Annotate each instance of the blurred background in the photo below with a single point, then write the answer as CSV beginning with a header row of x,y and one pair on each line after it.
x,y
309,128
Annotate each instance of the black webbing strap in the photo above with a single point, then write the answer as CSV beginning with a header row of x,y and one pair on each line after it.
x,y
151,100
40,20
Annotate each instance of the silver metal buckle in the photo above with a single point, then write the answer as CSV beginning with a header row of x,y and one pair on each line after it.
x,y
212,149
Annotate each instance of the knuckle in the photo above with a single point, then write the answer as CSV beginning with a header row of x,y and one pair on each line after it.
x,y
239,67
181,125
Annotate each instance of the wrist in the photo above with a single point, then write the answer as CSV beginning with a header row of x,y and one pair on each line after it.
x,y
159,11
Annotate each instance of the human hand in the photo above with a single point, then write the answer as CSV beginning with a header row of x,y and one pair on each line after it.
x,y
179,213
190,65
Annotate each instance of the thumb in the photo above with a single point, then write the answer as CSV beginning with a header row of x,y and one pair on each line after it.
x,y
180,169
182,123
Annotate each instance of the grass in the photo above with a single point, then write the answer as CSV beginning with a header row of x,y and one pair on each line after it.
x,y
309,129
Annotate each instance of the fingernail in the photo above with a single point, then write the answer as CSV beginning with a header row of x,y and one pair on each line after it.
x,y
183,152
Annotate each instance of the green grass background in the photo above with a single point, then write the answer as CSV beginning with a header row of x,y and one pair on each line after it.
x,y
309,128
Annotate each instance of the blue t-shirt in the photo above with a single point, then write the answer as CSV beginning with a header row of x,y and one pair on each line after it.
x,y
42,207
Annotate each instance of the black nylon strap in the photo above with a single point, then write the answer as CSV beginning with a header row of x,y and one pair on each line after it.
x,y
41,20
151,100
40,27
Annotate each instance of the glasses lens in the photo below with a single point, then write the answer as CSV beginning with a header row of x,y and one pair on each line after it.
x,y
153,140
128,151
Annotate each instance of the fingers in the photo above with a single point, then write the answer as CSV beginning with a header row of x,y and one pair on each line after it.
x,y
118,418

Work request:
The answer must be the line containing "Annotate each instance of the fingers" and every line after it through the last line of the records above, repeated exactly.

Completed exercise:
Annotate each instance of the fingers in the photo above with a single point, then write the answer as CSV beginning with a header row of x,y and one pair on each line after it.
x,y
118,418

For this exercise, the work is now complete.